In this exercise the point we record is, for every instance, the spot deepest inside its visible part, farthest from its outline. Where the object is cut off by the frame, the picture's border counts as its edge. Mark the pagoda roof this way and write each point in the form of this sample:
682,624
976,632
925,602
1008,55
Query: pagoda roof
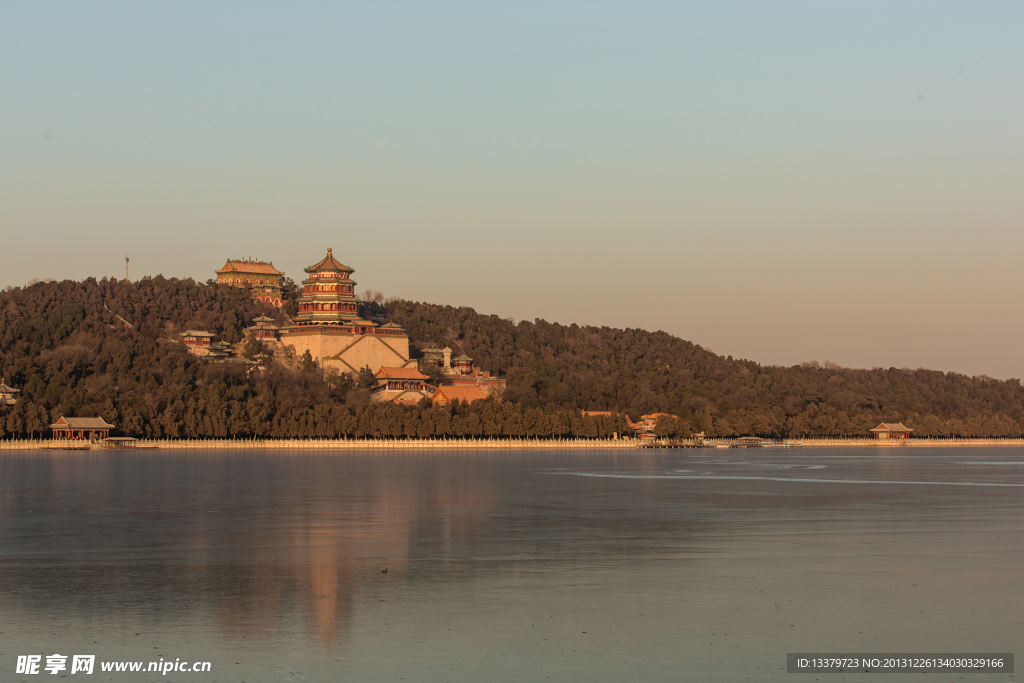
247,265
81,423
399,374
892,427
466,393
329,262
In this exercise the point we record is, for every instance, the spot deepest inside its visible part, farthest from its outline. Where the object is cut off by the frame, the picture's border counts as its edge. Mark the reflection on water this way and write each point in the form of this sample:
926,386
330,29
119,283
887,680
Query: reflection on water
509,565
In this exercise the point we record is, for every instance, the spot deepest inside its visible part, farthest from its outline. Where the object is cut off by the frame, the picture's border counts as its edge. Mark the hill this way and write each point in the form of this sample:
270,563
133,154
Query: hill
64,345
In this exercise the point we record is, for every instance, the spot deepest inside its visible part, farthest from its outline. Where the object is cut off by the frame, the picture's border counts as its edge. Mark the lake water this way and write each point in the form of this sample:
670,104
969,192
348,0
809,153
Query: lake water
646,565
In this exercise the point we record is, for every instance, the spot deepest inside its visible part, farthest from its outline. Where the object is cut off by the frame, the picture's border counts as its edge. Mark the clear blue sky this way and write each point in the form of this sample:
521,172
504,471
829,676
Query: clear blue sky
779,181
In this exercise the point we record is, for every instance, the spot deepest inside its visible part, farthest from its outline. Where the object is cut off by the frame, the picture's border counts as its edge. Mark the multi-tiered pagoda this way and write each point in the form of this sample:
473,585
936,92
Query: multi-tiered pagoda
329,326
329,296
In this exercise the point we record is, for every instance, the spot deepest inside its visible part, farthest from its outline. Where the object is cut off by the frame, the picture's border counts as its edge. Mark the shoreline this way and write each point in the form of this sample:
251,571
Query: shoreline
506,443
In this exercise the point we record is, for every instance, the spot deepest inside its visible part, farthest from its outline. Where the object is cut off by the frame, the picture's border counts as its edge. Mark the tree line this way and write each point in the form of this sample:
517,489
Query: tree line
67,347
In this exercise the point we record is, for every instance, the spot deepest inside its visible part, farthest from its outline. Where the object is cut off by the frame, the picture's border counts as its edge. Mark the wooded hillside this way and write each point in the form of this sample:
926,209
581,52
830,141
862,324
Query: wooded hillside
64,345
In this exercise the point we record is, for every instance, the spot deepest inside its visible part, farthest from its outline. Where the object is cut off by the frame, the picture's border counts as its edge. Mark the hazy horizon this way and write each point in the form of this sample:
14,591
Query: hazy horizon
780,183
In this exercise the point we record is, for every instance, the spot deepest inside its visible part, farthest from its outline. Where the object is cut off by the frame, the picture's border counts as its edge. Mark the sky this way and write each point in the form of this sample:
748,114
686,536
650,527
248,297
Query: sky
780,181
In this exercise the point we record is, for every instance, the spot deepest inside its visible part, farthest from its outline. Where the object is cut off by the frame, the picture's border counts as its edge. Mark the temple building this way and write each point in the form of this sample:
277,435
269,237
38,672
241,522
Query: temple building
.....
### [Problem to work on]
Your answer must be a single number, the count of lines in the data that hold the string "temple".

### [Exercise solution]
2